• Set task 1:
Per the text on natural diamonds, when and where was the Cullinan found?
• Set task 2:
Return the passage of the text on natural diamonds from "Physical properties The" up to and including "hardness of diamonds.".
• Set task 3:
Write the next part of the text on natural diamonds, starting after its last sentence.

• Excerpt:
-- Begin --

Natural diamond Diamonds crystallize in the cubic system. The most important crystallographic forms of diamonds are flat-edged (octahedron, rhombic dodecahedron, cube, and various combinations of these) and curve-edged (dodecahedroids, octahedroids, and cuboids). Complicated compound forms are found: twins interpenetrating according to spinel law, penetration twins, and granular aggregates. The faces of the crystals are usually covered by growth and solution figures in the form of individual projections and depressions.
Varieties of diamonds include bailas (spherulites of spherical shape and radial-fibrous structure), carbonado (crypto-crystalline and microcrystalline aggregates of irregular shape, dense or slaglike), and bort or bortz (fine-grained and coarse-grained polycrystalline formations of irregular shape).
The dimensions of natural diamonds vary from microscopic grains to very coarse crystals hundreds and thousands of carats in mass (1 carat = 0.2 g). The size of mined diamonds is usually 0.1–1.0 kt (carat); coarse crystals larger than 100 kt are rare. The largest diamond in the world, the Cullinan, with a weight of 3,106 kt in the rough, was found in 1905 in South Africa; from it were made 105 brilliants, including the Great Star of Africa (Cullinan I) of 530.2 kt and the Cullinan II of 317.4 kt, which were cut for the British royal scepter and imperial crown. Also found in Africa were the 971.5 kt Excelsior (1893) and the 726 kt Jonker (1934), from which brilliants of various sizes were also cut.
Depending on properties—including dimensions, shape, coloration, and number and type of flaws—and on future use, diamonds are divided into seven categories and 23 groups. The first category includes gem diamonds; the second category, bright diamonds for various purposes; third, diamonds for tools using single crystals and for components of measuring instruments (for example, for measuring hardness); and so on.
Two types of diamonds—gem diamonds and industrial diamonds—are distinguished on the world market. Gem diamonds include diamonds of perfect shape, high transparency, and freedom from cracks, inclusions, and other flaws. Brilliant-cut diamonds, or diamonds faceted with a special “brilliant” face, are known as brilliants. Gem diamonds are generally used as ornaments and provide a reliable source of capital investment in capitalist countries. Among the industrial diamonds are all other mined diamonds, no matter what their quality or size. Industrial diamonds are also used in powder or dust form and as individual crystals which can be cut or faceted to the necessary shape (cutters, draw plates, and the like).
Physical properties The unit cell of the diamond crystal lattice is cube-shaped. The carbon atoms are located at the corners of the cube, at the centers of the cube faces, and at the centers of the four nonadjacent octants (see Figure 1). Each C atom is bound to its four nearest neighbors located symmetrically with respect to the vertices of a tetrahedron by the “stable” chemical bond—the covalent bond. Neighboring atoms are spaced 0.154 nanometers apart. The ideal diamond crystal can be considered as a single giant molecule. The strong bond between the C atoms is responsible for the great hardness of diamonds.

-- End --

• Material shown:
-- Begin --

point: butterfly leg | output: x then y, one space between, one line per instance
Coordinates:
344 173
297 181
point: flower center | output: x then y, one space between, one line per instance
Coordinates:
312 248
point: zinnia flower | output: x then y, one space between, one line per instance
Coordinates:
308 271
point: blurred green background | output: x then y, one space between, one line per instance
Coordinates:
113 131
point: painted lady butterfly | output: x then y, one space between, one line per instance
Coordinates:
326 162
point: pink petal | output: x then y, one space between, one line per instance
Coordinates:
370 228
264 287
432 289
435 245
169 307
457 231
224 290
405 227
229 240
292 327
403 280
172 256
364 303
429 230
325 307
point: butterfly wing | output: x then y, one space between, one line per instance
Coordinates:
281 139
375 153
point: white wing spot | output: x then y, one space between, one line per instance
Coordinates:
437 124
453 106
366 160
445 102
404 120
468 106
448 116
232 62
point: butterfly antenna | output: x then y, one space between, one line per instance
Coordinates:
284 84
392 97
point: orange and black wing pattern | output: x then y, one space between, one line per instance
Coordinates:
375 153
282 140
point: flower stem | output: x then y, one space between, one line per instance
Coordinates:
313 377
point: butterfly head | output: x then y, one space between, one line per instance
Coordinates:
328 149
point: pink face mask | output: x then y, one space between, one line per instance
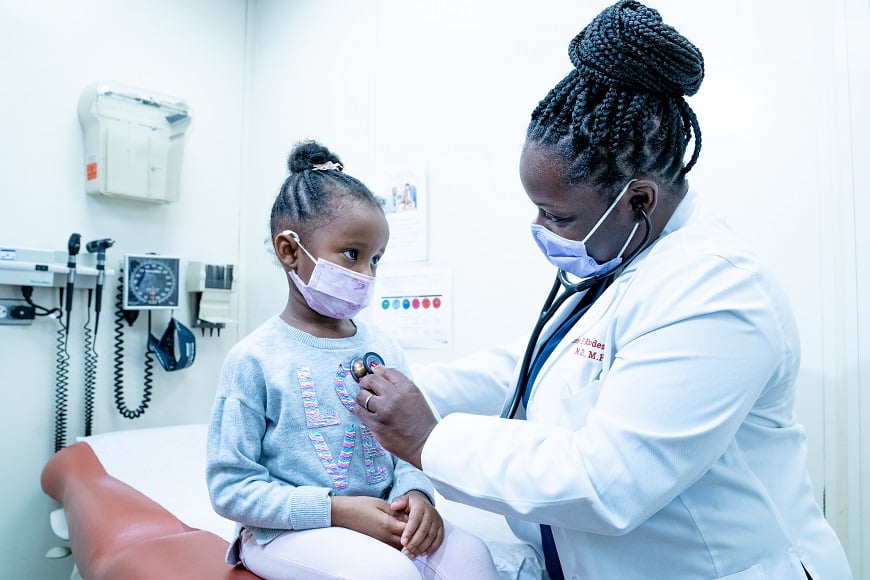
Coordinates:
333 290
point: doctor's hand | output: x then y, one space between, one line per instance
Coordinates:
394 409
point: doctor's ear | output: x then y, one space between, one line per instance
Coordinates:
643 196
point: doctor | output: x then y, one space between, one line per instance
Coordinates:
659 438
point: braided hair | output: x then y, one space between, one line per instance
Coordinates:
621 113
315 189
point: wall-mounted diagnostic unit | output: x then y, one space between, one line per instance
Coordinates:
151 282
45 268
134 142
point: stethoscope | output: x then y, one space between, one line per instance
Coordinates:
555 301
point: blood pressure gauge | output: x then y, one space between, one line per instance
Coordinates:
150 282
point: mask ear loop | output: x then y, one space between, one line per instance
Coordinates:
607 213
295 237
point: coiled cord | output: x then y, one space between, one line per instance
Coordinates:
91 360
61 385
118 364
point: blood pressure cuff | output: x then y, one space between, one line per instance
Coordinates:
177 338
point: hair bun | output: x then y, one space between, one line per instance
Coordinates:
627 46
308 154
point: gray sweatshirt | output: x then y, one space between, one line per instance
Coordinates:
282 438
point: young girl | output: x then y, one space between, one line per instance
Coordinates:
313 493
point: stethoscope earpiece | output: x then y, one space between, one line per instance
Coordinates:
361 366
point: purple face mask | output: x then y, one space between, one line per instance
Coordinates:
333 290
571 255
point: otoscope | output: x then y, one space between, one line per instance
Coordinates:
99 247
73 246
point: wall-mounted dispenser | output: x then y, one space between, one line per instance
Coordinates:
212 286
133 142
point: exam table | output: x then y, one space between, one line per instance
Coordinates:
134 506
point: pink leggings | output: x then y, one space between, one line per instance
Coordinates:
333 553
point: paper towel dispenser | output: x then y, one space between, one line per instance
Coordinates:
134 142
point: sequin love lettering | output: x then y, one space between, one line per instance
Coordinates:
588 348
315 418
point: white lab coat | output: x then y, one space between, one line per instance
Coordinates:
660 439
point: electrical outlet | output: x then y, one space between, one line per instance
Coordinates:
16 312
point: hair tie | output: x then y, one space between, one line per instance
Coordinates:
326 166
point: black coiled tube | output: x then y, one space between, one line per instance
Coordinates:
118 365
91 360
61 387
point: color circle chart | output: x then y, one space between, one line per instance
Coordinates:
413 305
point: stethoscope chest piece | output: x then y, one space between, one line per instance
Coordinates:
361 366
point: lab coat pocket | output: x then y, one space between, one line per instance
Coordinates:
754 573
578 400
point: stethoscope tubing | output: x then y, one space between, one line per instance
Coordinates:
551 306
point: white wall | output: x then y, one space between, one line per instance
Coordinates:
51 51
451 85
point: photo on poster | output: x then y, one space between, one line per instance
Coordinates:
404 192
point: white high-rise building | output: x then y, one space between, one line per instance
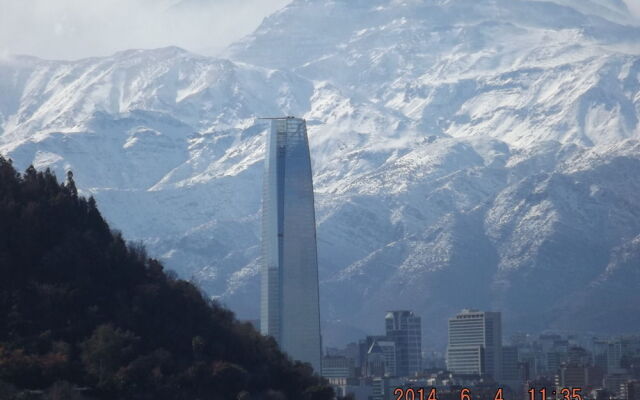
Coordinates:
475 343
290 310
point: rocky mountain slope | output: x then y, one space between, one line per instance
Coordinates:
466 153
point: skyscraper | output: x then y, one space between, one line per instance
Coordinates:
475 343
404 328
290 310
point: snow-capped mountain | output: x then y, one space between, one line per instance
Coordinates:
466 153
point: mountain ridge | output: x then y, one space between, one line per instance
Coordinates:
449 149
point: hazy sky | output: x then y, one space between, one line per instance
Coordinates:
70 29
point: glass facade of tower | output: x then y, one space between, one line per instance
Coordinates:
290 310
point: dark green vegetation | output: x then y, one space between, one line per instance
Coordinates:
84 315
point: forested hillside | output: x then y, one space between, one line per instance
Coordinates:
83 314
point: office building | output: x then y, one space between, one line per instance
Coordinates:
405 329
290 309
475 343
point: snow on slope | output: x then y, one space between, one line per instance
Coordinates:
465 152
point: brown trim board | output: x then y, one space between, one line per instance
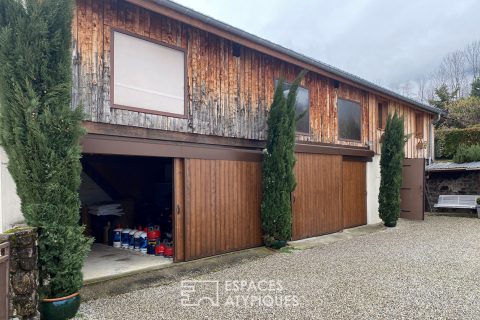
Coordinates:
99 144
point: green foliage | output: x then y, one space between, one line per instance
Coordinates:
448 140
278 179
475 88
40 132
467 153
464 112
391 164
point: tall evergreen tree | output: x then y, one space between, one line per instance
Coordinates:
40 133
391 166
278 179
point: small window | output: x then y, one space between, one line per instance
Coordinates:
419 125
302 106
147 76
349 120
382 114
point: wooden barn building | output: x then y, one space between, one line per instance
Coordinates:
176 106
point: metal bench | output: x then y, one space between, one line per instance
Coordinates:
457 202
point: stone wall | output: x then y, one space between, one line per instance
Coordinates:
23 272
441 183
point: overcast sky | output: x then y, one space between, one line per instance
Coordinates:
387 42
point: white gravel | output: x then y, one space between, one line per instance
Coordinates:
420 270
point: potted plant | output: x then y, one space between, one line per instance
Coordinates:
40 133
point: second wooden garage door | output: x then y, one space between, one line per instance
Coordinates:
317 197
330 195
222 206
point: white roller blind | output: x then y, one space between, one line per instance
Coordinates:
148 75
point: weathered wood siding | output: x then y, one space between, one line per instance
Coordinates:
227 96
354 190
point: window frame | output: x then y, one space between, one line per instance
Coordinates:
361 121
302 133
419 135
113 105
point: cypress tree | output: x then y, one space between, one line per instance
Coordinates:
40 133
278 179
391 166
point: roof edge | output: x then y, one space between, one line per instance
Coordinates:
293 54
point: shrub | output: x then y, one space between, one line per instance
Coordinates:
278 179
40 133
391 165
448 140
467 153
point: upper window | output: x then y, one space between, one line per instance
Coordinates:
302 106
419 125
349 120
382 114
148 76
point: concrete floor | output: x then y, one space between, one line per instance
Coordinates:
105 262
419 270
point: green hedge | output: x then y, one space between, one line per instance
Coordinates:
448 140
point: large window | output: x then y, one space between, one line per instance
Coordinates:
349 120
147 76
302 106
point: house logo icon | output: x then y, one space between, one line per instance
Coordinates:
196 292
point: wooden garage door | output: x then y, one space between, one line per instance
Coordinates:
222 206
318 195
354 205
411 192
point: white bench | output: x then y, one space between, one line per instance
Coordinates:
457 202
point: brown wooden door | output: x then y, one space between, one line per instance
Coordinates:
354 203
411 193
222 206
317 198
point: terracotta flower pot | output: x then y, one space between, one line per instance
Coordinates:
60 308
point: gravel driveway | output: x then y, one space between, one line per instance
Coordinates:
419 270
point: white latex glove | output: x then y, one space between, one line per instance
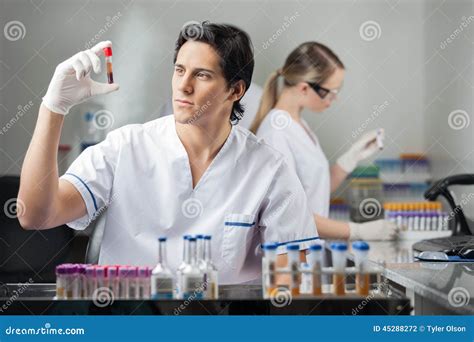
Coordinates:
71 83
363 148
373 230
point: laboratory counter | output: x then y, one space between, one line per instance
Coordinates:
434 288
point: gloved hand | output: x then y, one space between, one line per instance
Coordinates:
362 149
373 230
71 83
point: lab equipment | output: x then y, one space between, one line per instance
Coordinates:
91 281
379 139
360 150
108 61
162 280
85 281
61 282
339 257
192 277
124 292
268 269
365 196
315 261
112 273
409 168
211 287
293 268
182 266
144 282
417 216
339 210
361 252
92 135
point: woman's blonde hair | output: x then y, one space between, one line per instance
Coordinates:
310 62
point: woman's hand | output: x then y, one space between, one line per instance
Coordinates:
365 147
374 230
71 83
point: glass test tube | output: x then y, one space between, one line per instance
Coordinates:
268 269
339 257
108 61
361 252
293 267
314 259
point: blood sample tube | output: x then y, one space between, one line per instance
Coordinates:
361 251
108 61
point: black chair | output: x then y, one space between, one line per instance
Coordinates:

-- End --

• Task answer 1:
In 1905 in South Africa.

• Task answer 2:
Physical properties The unit cell of the diamond crystal lattice is cube-shaped. The carbon atoms are located at the corners of the cube, at the centers of the cube faces, and at the centers of the four nonadjacent octants (see Figure 1). Each C atom is bound to its four nearest neighbors located symmetrically with respect to the vertices of a tetrahedron by the “stable” chemical bond—the covalent bond. Neighboring atoms are spaced 0.154 nanometers apart. The ideal diamond crystal can be considered as a single giant molecule. The strong bond between the C atoms is responsible for the great hardness of diamonds.

• Task answer 3:
A diamond-like structure is also exhibited by other elements belonging to Group IV of the periodic table: Si, Ge, Sn. However, the strength of the covalent bond decreases with increasing interatomic distance in the sequence C-Si-Ge-Sn. The diamond crystal lattice is also shared by many chemical compounds—for instance, compounds of elements belonging to Groups III and V in the periodic table (the sphalerite-type lattice—ZnS). The structures of these compounds (the semiconductors) appear to have greater strength, because of the additional ionic bond (in addition to the covalent bond), than the structures of elements of Group IV which belong to the same period of the table of elements. For example, the nitrogen-boron compound known as bora-zon is not inferior to the diamond in hardness.
Because of the special features of the crystalline structure (all tetravalent electrons firmly bonded to the carbon atoms), the ideal diamond crystal (free of impurities or lattice defects) must be transparent to visible light and consequently a dielectric. In real crystals, however, small amounts of impurities and lattice defects are present in different amounts in different samples. Even in the purest gem diamonds, the impurity content will amount to 1018 atoms per cm3. The most commonly encountered impurities are Si, Al, Ca, and Mg. The impurity distribution in diamonds can be irregular—for instance, more at the periphery than at the center. The strong bond between the C atoms in the diamond structure is responsible for the fact that any imperfection of the diamond crystal lattice exerts a profound effect on the physical properties of the diamond. This is responsible, in particular, for discrepancies in the data reported by different investigators. In a general description of the properties of diamonds, it is assumed that the maximum impurity content is 5 percent, with no single impurity exceeding 2 percent.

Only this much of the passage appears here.